▸ **Exercise description**
List each line of the material below that contains the string "mouth", treating case as significant.

▸ **Record extracts**

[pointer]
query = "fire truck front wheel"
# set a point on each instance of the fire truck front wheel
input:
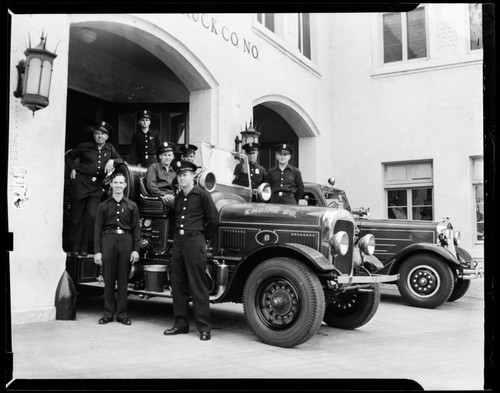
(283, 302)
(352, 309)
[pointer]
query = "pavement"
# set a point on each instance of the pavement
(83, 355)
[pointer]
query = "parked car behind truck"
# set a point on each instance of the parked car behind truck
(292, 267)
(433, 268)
==
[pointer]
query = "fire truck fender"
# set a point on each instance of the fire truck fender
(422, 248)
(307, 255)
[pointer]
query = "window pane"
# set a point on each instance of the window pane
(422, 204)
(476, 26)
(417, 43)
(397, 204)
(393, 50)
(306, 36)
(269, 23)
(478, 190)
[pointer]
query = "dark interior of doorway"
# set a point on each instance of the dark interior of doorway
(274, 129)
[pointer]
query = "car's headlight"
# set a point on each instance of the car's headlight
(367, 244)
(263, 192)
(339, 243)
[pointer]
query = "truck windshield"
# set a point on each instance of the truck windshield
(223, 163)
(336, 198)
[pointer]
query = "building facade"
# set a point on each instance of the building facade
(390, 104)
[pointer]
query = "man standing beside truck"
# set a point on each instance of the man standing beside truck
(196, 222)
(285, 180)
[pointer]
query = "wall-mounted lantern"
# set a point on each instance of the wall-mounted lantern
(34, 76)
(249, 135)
...
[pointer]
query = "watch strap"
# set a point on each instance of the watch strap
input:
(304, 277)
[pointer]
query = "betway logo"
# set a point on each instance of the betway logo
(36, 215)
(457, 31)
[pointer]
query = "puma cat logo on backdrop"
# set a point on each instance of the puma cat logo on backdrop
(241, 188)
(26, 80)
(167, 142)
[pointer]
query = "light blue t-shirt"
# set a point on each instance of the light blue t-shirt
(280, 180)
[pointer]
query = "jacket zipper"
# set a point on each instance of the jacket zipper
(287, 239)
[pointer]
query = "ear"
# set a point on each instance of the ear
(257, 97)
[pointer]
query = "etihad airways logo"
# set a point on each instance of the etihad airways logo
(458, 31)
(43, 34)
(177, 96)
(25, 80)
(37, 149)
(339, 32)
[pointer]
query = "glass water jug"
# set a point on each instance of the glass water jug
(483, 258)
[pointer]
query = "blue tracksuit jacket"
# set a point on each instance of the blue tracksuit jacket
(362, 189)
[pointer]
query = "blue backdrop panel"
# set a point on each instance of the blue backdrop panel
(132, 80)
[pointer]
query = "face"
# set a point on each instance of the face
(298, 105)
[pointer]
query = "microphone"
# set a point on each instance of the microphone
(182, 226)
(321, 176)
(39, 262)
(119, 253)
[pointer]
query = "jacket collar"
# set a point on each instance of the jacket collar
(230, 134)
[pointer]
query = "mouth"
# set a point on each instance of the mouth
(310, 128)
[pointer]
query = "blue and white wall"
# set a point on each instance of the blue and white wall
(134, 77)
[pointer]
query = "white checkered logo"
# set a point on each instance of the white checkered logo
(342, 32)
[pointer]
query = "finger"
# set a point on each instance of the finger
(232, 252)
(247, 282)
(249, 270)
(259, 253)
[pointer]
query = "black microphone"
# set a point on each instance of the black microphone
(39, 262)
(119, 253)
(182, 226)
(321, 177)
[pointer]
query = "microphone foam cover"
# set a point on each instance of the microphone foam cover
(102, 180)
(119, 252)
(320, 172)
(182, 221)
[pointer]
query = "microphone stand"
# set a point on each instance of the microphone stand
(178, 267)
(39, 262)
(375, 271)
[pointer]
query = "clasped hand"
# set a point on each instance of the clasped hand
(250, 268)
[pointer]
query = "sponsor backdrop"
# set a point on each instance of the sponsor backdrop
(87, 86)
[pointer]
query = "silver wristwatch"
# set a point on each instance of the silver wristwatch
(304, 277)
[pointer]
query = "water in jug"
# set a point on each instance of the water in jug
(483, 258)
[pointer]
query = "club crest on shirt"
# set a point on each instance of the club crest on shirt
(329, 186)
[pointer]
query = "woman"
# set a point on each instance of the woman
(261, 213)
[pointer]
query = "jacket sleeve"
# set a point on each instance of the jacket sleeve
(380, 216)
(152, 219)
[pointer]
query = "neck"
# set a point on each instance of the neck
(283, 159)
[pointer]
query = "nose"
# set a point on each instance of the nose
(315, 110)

▸ **Exercise response**
query = "mouth"
# set a point on each instance of the mouth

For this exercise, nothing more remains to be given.